WHAT YOU NEED TO DO
Copy out each of the entries below word for word and line for line, omitting the pictures.

Point labeling examples:
────────────────────

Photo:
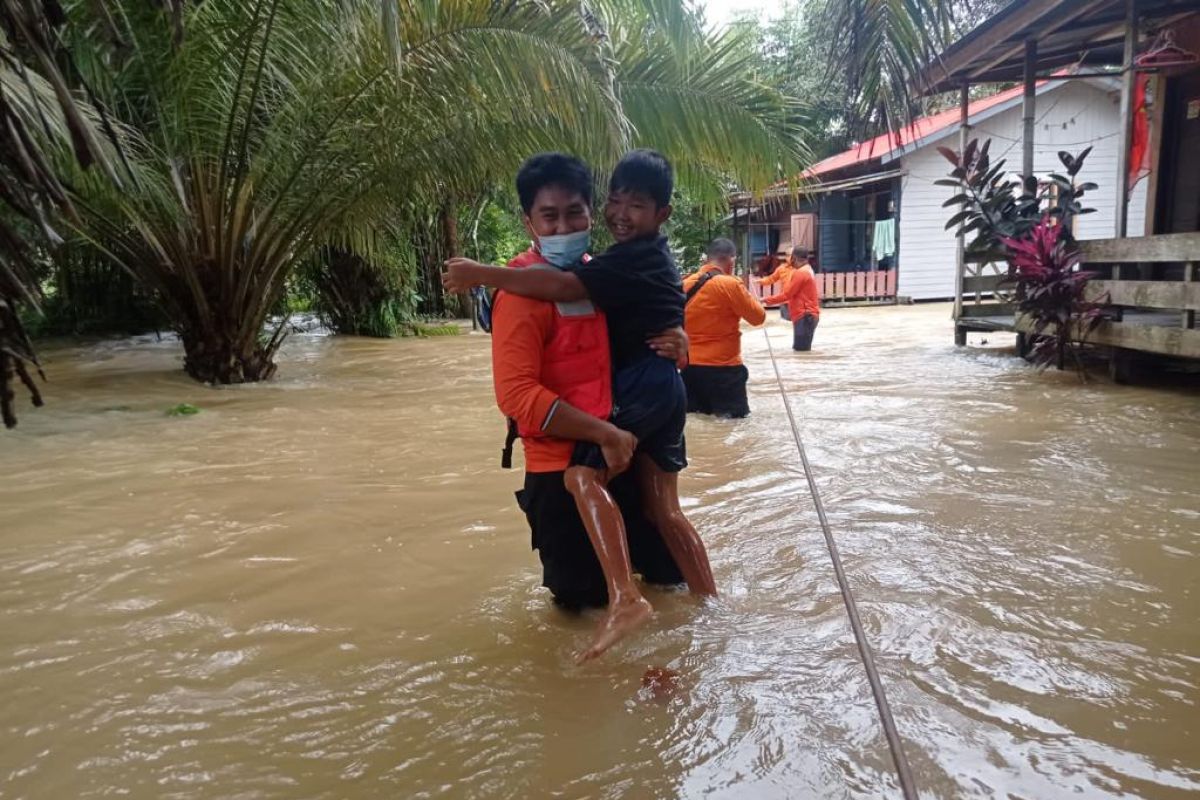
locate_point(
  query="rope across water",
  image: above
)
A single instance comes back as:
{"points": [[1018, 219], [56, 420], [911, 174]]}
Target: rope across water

────────────────────

RESPONSE TO THE EXERCISE
Photo:
locate_point(
  query="rope across water",
  image: above
)
A single instance comes back as:
{"points": [[1018, 219], [56, 420], [911, 174]]}
Target: rope across water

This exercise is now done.